■ **OBJECTIVE A**: Rewrite the records from the line containing "Highlight building roof." down to the end. Replace "building roof" with "station roof" and leave everything else unchanged.

■ **GIVEN PASSAGE**:
Re: [VOTE] Accept Parquet into the incubator

Posted by Brock Noland <br...@cloudera.com>.

[X ] +1 Accept Parquet into the Incubator

non-binding


On Mon, May 19, 2014 at 11:24 AM, Andrew Purtell <ap...@apache.org>wrote:

> +1 (binding)
>
>
> On Sun, May 18, 2014 at 2:15 PM, Chris Aniszczyk <caniszczyk@gmail.com
> >wrote:
>
> > Based on the results of the discussion thread:
> >
> >
> http://mail-archives.apache.org/mod_mbox/incubator-general/201405.mbox/%3CCAJg1wMRGhLu4P7LeVQB%2B5K0C-fr-pw2448uj%3D6-3zHag4F1EbA%40mail.gmail.com%3E
> >
> > I would like to call a vote on accepting Parquet into the incubator.
> > https://wiki.apache.org/incubator/ParquetProposal
> >
> > [ ] +1 Accept Parquet into the Incubator
> > [ ] +0 Indifferent to the acceptance of Parquet
> > [ ] -1 Do not accept Parquet because ...
> >
> > The vote will be open until Thursday May 22nd 18:00 UTC.
> >
> > = Parquet Proposal =
> >
> > == Abstract ==
> > Parquet is a columnar storage format for Hadoop.
> >
> > == Proposal ==
> >
> > We created Parquet to make the advantages of compressed, efficient
> columnar
> > data representation available to any project in the Hadoop ecosystem,
> > regardless of the choice of data processing framework, data model, or
> > programming language.
> >
> > == Background ==
> >
> > Parquet is built from the ground up with complex nested data structures
> in
> > mind, and uses the repetition/definition level approach to encoding such
> > data structures, as popularized by Google Dremel (
> > https://blog.twitter.com/2013/dremel-made-simple-with-parquet). We
> believe
> > this approach is superior to simple flattening of nested name spaces.

■ **OBJECTIVE B**: Decide whether each statement agrees with the Parquet vote thread. Answer yes or no and quote the deciding words. (i) The vote stays open until Thursday May 22nd at 18:00 UTC. (ii) Brock Noland's vote is binding. (iii) Andrew Purtell's vote is binding.

■ **PROVIDED DATA**:

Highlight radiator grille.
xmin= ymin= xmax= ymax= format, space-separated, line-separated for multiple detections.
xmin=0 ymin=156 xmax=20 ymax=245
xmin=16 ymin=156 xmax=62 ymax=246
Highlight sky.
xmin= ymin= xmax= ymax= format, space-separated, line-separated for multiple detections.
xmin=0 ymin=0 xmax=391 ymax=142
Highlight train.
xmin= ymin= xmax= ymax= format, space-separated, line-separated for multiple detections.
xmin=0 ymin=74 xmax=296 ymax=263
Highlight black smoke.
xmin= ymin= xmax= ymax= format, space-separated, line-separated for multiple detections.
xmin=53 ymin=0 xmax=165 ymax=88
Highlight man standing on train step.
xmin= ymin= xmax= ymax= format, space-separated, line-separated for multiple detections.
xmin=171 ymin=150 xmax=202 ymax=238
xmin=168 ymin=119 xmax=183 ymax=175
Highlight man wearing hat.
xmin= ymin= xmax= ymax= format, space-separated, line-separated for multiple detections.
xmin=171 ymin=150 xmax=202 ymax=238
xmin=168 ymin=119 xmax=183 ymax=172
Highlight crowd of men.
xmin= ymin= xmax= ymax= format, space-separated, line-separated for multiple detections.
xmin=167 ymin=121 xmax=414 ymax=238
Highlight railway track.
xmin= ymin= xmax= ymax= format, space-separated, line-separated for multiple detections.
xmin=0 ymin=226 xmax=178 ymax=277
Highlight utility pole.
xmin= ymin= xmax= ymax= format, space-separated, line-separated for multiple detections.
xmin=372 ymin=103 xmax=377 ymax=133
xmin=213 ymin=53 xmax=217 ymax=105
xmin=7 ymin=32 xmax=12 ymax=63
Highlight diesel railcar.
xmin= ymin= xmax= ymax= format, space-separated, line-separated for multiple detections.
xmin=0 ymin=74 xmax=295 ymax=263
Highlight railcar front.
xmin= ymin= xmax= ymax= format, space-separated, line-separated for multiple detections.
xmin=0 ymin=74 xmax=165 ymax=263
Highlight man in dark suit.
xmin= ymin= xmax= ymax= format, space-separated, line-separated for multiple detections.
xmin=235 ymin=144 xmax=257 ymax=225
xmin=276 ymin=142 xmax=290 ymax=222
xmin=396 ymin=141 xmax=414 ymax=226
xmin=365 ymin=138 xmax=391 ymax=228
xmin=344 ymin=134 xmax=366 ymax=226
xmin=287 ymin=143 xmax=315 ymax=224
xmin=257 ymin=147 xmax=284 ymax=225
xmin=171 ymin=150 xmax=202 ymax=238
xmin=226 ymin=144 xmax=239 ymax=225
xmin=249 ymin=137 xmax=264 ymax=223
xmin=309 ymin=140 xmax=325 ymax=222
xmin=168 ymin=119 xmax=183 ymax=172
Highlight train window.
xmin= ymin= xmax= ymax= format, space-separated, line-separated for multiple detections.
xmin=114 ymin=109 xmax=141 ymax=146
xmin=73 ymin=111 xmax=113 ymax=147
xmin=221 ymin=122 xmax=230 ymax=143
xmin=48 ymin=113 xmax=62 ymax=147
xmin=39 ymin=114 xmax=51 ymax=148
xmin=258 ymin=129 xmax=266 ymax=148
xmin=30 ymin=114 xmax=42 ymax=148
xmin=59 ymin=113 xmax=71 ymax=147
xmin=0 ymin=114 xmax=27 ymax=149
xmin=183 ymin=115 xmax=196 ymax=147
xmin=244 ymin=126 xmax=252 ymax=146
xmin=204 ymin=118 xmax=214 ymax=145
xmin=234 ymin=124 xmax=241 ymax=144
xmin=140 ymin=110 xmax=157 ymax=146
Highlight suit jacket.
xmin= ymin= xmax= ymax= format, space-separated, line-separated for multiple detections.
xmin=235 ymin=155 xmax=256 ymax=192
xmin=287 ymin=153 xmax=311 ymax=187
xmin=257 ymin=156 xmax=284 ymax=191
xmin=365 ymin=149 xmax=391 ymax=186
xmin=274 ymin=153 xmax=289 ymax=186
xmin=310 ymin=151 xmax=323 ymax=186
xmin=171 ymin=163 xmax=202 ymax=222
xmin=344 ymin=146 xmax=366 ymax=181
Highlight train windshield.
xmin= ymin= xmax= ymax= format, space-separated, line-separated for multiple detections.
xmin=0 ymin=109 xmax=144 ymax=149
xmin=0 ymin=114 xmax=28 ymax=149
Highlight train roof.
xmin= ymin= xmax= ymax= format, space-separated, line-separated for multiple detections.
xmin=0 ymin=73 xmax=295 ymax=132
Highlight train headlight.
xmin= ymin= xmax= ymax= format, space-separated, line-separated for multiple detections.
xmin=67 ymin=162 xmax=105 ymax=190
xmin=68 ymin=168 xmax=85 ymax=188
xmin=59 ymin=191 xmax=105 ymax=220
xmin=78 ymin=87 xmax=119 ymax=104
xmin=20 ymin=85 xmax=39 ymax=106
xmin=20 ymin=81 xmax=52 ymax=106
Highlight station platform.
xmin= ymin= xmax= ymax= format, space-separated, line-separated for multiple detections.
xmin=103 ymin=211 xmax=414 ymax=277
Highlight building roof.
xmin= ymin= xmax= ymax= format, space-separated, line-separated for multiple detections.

■ **COMPLETE ANSWER A**:
Highlight station roof.
xmin= ymin= xmax= ymax= format, space-separated, line-separated for multiple detections.

■ **COMPLETE ANSWER B**:
(i) Yes: "The vote will be open until Thursday May 22nd 18:00 UTC."
(ii) No: "non-binding"
(iii) Yes: "+1 (binding)"